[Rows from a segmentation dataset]

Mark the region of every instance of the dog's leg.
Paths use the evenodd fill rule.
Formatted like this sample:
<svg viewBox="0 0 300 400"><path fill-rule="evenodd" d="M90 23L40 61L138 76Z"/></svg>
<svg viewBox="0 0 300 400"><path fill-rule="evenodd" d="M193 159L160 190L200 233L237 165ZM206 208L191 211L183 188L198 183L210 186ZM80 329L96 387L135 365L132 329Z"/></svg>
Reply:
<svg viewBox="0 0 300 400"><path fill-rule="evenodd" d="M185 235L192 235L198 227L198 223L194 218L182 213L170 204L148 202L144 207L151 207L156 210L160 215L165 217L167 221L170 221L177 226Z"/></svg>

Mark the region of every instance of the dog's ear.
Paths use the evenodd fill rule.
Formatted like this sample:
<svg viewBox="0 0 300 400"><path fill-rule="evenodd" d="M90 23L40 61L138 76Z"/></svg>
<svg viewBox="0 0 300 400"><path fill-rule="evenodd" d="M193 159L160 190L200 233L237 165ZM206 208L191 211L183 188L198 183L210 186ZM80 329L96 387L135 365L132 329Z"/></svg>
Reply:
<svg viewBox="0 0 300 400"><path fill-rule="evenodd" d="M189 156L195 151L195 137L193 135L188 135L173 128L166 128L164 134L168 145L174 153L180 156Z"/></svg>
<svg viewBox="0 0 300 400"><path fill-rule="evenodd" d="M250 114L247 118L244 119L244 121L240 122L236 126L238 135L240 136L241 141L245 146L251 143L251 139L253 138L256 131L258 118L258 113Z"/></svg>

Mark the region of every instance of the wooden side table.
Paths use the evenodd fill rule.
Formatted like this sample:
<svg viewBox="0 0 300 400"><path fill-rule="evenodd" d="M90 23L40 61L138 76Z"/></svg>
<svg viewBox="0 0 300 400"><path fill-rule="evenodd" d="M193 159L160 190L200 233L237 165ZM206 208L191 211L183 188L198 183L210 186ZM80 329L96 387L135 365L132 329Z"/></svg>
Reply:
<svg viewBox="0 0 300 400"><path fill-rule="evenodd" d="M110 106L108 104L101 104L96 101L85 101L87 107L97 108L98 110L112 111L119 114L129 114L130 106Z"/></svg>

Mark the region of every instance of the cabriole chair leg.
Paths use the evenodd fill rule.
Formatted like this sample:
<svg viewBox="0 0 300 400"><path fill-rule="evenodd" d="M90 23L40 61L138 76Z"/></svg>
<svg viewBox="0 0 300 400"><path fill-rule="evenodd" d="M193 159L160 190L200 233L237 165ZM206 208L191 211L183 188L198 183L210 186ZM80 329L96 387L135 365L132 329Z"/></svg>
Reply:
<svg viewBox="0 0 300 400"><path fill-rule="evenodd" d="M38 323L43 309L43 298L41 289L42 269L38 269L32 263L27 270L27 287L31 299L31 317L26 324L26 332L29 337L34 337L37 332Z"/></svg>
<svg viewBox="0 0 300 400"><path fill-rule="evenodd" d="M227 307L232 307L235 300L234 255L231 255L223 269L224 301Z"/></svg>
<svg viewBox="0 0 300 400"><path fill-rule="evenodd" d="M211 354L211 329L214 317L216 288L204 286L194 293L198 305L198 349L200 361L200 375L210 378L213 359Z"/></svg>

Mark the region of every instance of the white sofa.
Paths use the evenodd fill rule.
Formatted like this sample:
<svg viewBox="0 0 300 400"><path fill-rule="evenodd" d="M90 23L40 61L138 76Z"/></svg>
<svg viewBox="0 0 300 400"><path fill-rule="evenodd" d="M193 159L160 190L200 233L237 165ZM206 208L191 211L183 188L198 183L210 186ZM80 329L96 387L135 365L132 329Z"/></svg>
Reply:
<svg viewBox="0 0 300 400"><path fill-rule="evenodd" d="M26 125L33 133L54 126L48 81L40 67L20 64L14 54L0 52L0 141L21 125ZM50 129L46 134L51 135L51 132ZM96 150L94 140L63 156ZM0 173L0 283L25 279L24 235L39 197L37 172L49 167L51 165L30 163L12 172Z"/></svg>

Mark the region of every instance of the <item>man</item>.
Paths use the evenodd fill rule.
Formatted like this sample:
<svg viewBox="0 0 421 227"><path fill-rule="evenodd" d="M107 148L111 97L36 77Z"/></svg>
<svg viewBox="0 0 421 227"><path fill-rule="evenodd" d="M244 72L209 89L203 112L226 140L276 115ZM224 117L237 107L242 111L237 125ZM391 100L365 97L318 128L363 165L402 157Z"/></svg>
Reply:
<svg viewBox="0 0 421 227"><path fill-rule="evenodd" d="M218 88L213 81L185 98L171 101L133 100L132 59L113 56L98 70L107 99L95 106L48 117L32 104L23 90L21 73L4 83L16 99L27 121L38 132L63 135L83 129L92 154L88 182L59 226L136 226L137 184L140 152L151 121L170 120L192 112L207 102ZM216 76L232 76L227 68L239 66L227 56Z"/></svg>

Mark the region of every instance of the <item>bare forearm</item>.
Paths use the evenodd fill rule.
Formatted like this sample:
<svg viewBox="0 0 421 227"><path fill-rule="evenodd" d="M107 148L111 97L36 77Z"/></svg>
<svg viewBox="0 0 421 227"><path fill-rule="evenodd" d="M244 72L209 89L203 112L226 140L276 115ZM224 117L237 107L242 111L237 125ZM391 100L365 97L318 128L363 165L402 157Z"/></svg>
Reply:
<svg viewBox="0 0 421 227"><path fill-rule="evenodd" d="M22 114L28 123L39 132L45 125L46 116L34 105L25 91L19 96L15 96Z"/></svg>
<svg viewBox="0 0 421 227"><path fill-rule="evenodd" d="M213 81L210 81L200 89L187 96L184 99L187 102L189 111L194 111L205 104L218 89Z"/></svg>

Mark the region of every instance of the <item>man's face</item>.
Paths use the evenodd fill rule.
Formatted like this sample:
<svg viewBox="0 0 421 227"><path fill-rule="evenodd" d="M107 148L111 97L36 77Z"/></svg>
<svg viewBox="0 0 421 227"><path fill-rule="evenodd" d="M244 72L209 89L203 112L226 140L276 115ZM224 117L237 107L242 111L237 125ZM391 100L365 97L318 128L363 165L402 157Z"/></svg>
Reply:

[Task prompt]
Reproduce every line of the data above character for character, with no changes.

[Reply]
Mark the region of every instance of the dog's leg.
Paths use the evenodd fill rule.
Formatted like this sample:
<svg viewBox="0 0 300 400"><path fill-rule="evenodd" d="M90 23L40 61L138 76Z"/></svg>
<svg viewBox="0 0 300 400"><path fill-rule="evenodd" d="M193 159L160 190L200 233L237 165ZM206 208L191 211L183 188L198 183L210 186ZM80 329L96 387L135 365L132 329Z"/></svg>
Reply:
<svg viewBox="0 0 300 400"><path fill-rule="evenodd" d="M185 235L192 235L198 227L198 223L194 218L182 213L170 204L148 202L144 207L151 207L156 210L160 215L165 217L167 221L170 221L177 226Z"/></svg>

Mark the region of every instance of the dog's ear.
Paths use the evenodd fill rule.
Formatted like this sample:
<svg viewBox="0 0 300 400"><path fill-rule="evenodd" d="M90 23L40 61L138 76Z"/></svg>
<svg viewBox="0 0 300 400"><path fill-rule="evenodd" d="M193 159L160 190L200 233L237 165ZM206 208L191 211L183 188L198 183L210 186ZM80 329L96 387L135 365L132 329Z"/></svg>
Reply:
<svg viewBox="0 0 300 400"><path fill-rule="evenodd" d="M189 156L195 151L195 137L193 135L188 135L173 128L166 128L164 134L168 145L174 153L180 156Z"/></svg>
<svg viewBox="0 0 300 400"><path fill-rule="evenodd" d="M250 114L247 118L244 119L244 121L240 122L236 126L238 135L240 136L241 141L245 146L251 143L251 139L253 138L256 131L258 118L258 113Z"/></svg>

Mark the region of every instance of the wooden side table.
Paths use the evenodd fill rule.
Formatted like this sample:
<svg viewBox="0 0 300 400"><path fill-rule="evenodd" d="M90 23L40 61L138 76Z"/></svg>
<svg viewBox="0 0 300 400"><path fill-rule="evenodd" d="M193 159L160 190L200 233L237 165ZM206 208L191 211L183 188L198 183L210 186ZM80 329L96 387L135 365L132 329Z"/></svg>
Reply:
<svg viewBox="0 0 300 400"><path fill-rule="evenodd" d="M110 106L108 104L101 104L96 101L85 101L87 107L97 108L98 110L112 111L119 114L129 114L130 106Z"/></svg>

Mark the region of every instance of the cabriole chair leg.
Paths use the evenodd fill rule.
Formatted like this sample:
<svg viewBox="0 0 300 400"><path fill-rule="evenodd" d="M90 23L40 61L138 76Z"/></svg>
<svg viewBox="0 0 300 400"><path fill-rule="evenodd" d="M193 159L160 190L200 233L237 165ZM206 208L191 211L183 188L198 183L210 186ZM80 329L96 387L135 365L132 329Z"/></svg>
Reply:
<svg viewBox="0 0 300 400"><path fill-rule="evenodd" d="M38 323L43 309L43 298L41 289L42 269L38 269L32 263L27 270L27 287L31 299L31 317L26 324L26 332L29 337L34 337L37 332Z"/></svg>
<svg viewBox="0 0 300 400"><path fill-rule="evenodd" d="M227 307L232 307L235 300L234 255L231 255L223 269L224 301Z"/></svg>
<svg viewBox="0 0 300 400"><path fill-rule="evenodd" d="M211 354L211 329L214 317L216 288L204 286L194 293L198 305L198 349L200 361L200 375L210 378L213 359Z"/></svg>

Mark the region of every instance of the white sofa.
Paths use the evenodd fill rule.
Formatted like this sample:
<svg viewBox="0 0 300 400"><path fill-rule="evenodd" d="M90 23L40 61L138 76Z"/></svg>
<svg viewBox="0 0 300 400"><path fill-rule="evenodd" d="M193 159L160 190L200 233L237 165ZM206 208L191 211L183 188L198 183L210 186ZM80 329L96 387L135 365L132 329Z"/></svg>
Reply:
<svg viewBox="0 0 300 400"><path fill-rule="evenodd" d="M26 125L33 133L54 126L48 81L40 67L20 64L14 54L0 52L0 141L21 125ZM50 129L46 134L51 135L51 132ZM96 150L94 140L63 156ZM0 173L0 283L25 279L24 235L39 197L37 172L49 167L51 165L30 163L12 172Z"/></svg>

Mark the region of every instance of the <item>man</item>.
Paths use the evenodd fill rule.
Formatted like this sample:
<svg viewBox="0 0 421 227"><path fill-rule="evenodd" d="M107 148L111 97L36 77Z"/></svg>
<svg viewBox="0 0 421 227"><path fill-rule="evenodd" d="M244 72L209 89L203 112L226 140L276 115ZM224 117L237 107L242 111L237 125ZM391 100L365 97L318 128L363 165L402 157Z"/></svg>
Reply:
<svg viewBox="0 0 421 227"><path fill-rule="evenodd" d="M218 88L213 81L185 98L171 101L133 100L132 59L113 56L98 70L107 99L95 106L48 117L32 104L23 90L21 73L4 83L16 99L27 121L38 132L63 135L83 129L92 154L88 182L59 226L136 226L137 184L140 152L151 121L170 120L192 112L207 102ZM216 76L232 76L227 68L239 66L227 56Z"/></svg>

Mark the region of every instance of the <item>bare forearm</item>.
Paths use the evenodd fill rule.
Formatted like this sample:
<svg viewBox="0 0 421 227"><path fill-rule="evenodd" d="M107 148L111 97L36 77Z"/></svg>
<svg viewBox="0 0 421 227"><path fill-rule="evenodd" d="M244 72L209 89L203 112L226 140L276 115ZM224 117L237 107L242 111L237 125ZM391 100L365 97L318 128L363 165L402 157Z"/></svg>
Reply:
<svg viewBox="0 0 421 227"><path fill-rule="evenodd" d="M22 114L28 123L39 132L45 125L46 116L34 105L25 91L19 96L15 96Z"/></svg>
<svg viewBox="0 0 421 227"><path fill-rule="evenodd" d="M213 81L210 81L200 89L187 96L184 99L187 102L189 111L194 111L205 104L218 89Z"/></svg>

Mark the region of every instance of the <item>man's face</item>.
Paths use the evenodd fill rule.
Formatted like this sample:
<svg viewBox="0 0 421 227"><path fill-rule="evenodd" d="M107 148L111 97L36 77Z"/></svg>
<svg viewBox="0 0 421 227"><path fill-rule="evenodd" d="M244 72L209 89L203 112L226 140L276 115ZM224 117L237 107L242 111L237 125ZM391 100L365 97L318 128L363 165L402 157Z"/></svg>
Reply:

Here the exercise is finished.